Start Data entries

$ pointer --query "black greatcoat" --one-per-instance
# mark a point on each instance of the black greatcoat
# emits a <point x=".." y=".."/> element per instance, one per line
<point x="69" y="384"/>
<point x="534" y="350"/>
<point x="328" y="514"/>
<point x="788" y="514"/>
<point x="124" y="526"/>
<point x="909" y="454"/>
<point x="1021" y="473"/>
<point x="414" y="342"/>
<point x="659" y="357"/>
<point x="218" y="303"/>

End Data entries

Goal: Format all of the rows above as a numbered list, omitting any blank lines.

Output of the task:
1. $ pointer --query "black greatcoat" --one-per-instance
2. # mark a point on each instance of the black greatcoat
3. # emits a <point x=".." y=".."/> element per instance, one per line
4. <point x="69" y="384"/>
5. <point x="534" y="350"/>
6. <point x="328" y="514"/>
7. <point x="788" y="514"/>
8. <point x="124" y="526"/>
9. <point x="909" y="454"/>
10. <point x="1021" y="473"/>
11. <point x="414" y="342"/>
12. <point x="659" y="357"/>
13. <point x="218" y="303"/>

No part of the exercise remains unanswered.